▶ TASK DETAILS
Retype exactly the lines from the line with "Thank you for the photo. Could you pin the concrete" to the end of the data, keeping both boundary lines.
--- START DATA EXCERPTS ---
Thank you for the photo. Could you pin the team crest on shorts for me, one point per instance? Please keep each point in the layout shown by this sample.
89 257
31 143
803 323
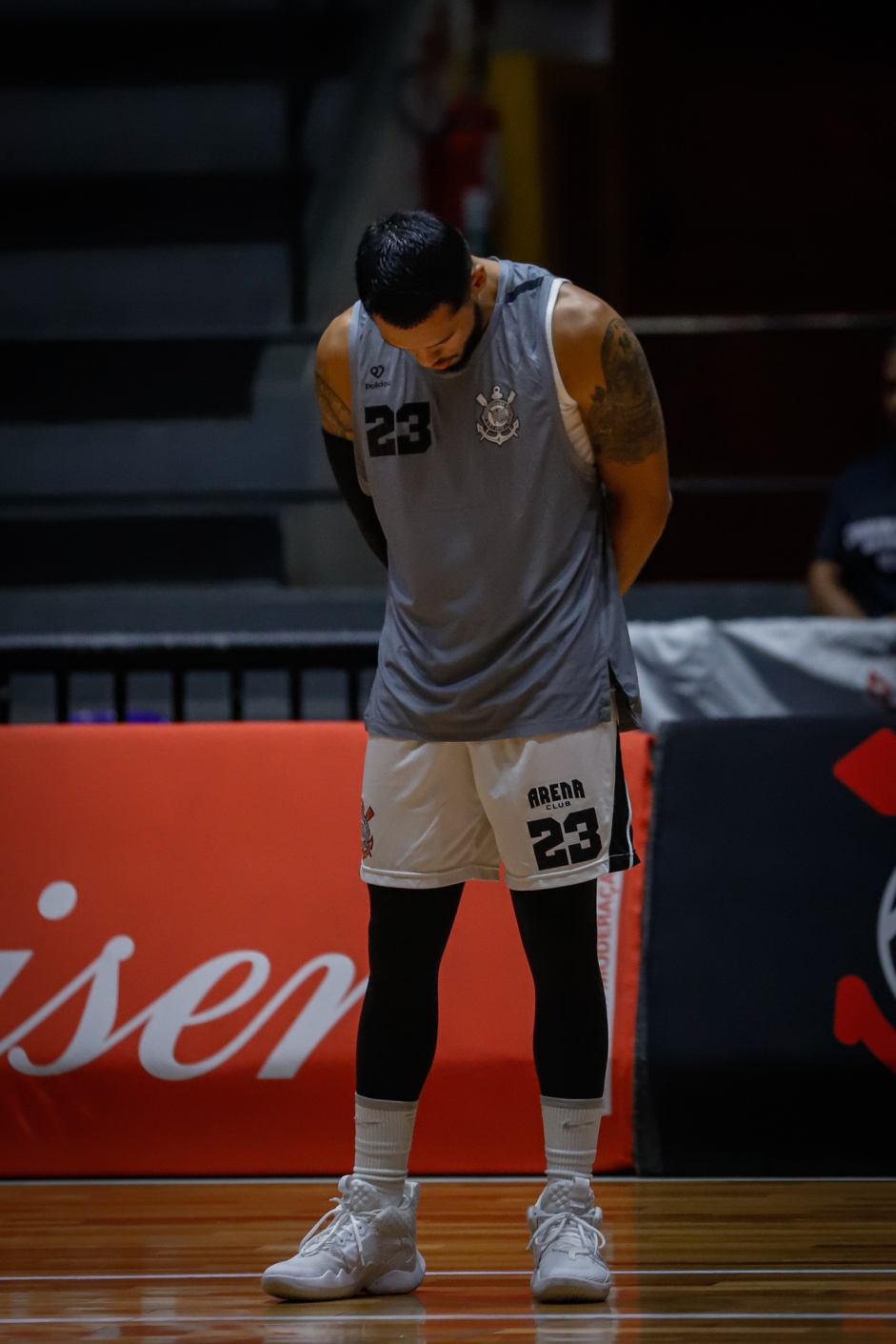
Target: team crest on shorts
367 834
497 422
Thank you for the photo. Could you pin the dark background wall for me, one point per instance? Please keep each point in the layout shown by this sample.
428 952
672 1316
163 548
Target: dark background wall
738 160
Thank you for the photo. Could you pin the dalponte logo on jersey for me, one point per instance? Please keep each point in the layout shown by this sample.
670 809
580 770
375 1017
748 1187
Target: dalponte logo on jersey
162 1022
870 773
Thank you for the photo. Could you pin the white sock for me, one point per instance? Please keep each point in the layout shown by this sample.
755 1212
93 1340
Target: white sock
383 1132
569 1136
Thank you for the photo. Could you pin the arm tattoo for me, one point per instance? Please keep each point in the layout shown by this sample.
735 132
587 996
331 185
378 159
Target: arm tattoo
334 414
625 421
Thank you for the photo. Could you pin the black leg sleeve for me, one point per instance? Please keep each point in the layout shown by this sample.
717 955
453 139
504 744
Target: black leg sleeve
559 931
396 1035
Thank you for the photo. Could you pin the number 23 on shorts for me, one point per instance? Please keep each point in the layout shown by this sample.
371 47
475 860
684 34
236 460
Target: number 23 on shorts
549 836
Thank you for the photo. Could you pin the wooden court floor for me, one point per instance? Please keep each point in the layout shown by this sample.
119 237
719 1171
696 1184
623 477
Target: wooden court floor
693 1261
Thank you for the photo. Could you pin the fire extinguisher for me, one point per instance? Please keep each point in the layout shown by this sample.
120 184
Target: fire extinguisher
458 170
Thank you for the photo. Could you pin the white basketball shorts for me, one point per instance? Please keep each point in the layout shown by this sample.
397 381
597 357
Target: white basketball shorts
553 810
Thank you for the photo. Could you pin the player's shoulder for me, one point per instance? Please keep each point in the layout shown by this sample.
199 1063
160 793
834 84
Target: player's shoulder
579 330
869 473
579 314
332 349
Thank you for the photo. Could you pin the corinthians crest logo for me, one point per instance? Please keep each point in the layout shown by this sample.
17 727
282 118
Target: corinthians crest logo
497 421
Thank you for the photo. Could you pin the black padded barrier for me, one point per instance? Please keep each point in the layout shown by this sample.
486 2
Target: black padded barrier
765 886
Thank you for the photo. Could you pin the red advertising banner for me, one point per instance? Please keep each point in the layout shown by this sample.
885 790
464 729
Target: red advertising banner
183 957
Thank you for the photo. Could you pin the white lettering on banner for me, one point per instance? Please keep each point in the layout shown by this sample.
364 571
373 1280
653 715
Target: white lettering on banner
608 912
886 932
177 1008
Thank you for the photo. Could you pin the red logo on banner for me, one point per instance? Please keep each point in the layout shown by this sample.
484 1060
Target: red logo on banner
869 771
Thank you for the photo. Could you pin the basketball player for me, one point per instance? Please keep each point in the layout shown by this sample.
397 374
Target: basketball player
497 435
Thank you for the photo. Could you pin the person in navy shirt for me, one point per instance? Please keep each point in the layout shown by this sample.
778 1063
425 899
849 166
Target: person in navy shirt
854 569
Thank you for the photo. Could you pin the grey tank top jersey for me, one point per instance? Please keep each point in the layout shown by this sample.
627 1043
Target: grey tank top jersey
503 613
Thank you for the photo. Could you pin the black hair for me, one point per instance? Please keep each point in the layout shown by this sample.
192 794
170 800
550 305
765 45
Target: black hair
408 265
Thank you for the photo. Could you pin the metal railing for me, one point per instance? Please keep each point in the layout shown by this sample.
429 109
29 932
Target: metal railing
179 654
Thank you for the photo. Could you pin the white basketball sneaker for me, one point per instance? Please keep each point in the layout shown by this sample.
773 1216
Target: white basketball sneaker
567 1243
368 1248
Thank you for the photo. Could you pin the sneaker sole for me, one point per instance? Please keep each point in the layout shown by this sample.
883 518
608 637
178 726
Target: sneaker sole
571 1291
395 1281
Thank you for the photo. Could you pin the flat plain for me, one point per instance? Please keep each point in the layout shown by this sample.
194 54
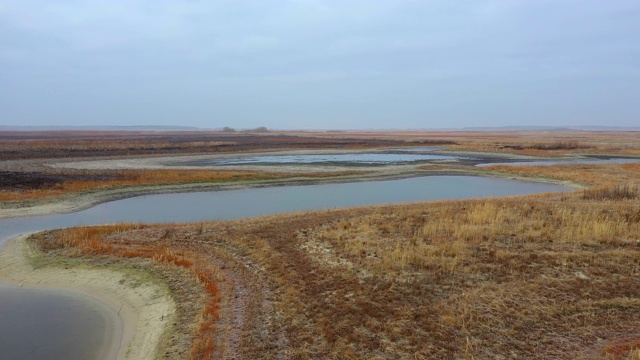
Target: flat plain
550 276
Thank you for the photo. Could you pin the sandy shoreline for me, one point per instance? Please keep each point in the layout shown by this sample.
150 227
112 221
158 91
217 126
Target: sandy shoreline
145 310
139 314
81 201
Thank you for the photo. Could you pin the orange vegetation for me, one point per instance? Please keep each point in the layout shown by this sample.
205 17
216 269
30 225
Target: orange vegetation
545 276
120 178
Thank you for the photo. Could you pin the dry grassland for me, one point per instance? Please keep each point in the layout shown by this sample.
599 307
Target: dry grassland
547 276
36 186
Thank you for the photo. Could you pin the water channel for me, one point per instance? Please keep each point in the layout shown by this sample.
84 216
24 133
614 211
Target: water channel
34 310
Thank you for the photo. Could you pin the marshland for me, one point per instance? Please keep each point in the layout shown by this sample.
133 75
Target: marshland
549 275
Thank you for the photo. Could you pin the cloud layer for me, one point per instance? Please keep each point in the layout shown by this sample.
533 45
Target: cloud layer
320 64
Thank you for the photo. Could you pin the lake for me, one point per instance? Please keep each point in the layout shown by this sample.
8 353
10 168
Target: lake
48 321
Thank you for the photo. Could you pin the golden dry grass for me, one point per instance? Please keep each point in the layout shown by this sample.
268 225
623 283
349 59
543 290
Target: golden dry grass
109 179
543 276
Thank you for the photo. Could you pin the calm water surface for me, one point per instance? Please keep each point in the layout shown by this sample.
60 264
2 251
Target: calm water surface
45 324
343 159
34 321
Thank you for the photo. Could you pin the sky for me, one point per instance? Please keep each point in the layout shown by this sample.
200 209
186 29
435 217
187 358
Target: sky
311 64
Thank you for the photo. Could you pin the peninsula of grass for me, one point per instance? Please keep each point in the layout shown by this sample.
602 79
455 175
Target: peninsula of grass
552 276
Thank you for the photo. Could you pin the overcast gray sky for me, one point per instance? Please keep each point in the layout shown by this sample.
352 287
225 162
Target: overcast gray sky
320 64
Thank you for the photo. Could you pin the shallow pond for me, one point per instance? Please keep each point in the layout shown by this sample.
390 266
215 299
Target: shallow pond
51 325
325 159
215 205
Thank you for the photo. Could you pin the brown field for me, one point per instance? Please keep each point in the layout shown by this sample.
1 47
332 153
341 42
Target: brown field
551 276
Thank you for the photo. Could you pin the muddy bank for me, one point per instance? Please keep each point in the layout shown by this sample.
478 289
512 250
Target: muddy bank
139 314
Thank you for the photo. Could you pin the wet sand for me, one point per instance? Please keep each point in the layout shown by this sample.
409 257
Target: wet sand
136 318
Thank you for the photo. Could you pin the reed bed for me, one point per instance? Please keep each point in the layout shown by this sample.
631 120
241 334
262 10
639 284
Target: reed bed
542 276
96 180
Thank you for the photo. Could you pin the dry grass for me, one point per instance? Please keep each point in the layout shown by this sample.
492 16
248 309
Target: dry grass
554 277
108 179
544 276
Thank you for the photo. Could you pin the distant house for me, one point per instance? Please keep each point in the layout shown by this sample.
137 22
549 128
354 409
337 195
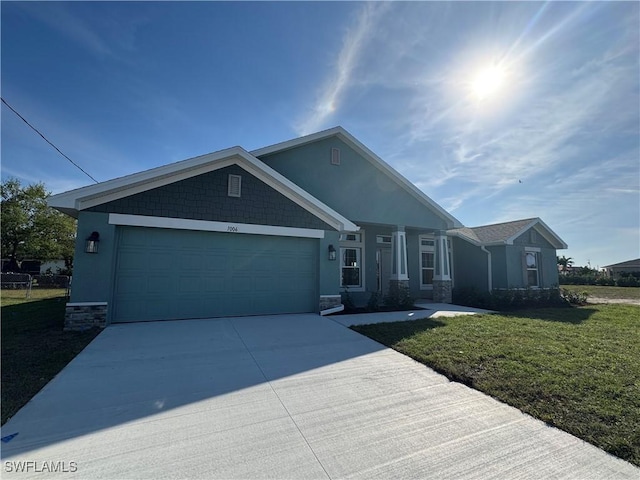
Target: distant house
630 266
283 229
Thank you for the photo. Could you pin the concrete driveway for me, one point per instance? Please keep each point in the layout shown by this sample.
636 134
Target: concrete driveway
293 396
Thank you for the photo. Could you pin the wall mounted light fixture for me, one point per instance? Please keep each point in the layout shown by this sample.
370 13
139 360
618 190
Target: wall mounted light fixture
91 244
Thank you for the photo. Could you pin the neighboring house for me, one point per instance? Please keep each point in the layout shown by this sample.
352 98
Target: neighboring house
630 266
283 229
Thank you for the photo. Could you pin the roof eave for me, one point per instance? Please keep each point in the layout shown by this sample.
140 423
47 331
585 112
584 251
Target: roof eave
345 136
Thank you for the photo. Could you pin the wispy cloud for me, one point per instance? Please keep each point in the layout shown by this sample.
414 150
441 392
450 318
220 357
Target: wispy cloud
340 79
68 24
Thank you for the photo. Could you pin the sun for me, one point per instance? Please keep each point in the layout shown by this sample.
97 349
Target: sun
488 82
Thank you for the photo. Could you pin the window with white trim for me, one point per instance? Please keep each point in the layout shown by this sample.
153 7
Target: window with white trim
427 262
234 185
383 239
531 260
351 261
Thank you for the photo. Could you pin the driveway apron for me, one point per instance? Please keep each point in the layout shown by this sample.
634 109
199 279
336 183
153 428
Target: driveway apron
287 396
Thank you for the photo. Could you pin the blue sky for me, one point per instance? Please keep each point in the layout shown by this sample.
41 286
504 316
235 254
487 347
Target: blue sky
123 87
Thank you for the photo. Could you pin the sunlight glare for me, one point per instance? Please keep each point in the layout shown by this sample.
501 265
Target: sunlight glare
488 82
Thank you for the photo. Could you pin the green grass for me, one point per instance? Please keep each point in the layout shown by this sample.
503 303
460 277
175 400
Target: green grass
--- END DATA EXCERPTS ---
▶ SOLUTION FOR THIS TASK
Thank you for the photo. Could you pin the concrete driveway for me, one point per instance? Please keep each point in the layout shown by this sample.
636 134
Target: concrete driveway
293 396
Thank you for the photo. Could you pin the wall mounted light fixture for me, one point per instance? Please keep each point in the layout shown by this sample.
370 13
139 360
618 190
Target: wall mounted light fixture
91 244
Thank you for the photo. Could you pin the neighboring house for me, one point per instance? Please keep each point in the layout shown by this sample.
352 98
Target: neighboring house
630 266
283 229
Thank you for the photo. Could you pin the roof eave for me, one point per instance? Please keep each point in the layout shown by this sample.
140 423
47 331
585 112
584 251
Target: roof eave
345 136
Thank you for the photo. Could you pin the wispy cloud for me, one point per instance? Please keep each point in the layout shown by this sample.
414 150
441 392
450 318
220 357
Target: wispy cloud
340 79
68 24
Thank you for the photo. Could you pin the sun for me, one point per instance? Please keep each point in the layout shown by this sample.
97 349
Target: sun
488 82
Thank you for the photo. Could you pin the window with white trim for me, one point per instance? Please keep each point in the layout shown by this sample.
153 7
Target: window with white trim
427 262
234 185
383 239
531 260
351 261
Thank you for the photo. Could you pin the driveway apron for me, one point per instance? Please keep each point in the layout shown by this sample.
634 109
199 279
336 183
153 428
Target: driveway apron
287 396
Thank you for the photo. Could you pin the blue sky for me, one point per instance? Please keep each point in the layout shown by this sample.
41 286
504 316
235 254
487 347
Target: blue sky
123 87
Thank you for the photo. Could you pin the sunlight glare for me, one point per instance? Please keep each point in the layout shown by this sample.
501 265
Target: sunlight glare
488 82
Thank you for the photo. Could you pin the green grass for me, one point per instance? Please keep each point in the layout shown by this sample.
503 303
460 277
175 400
Target: green grass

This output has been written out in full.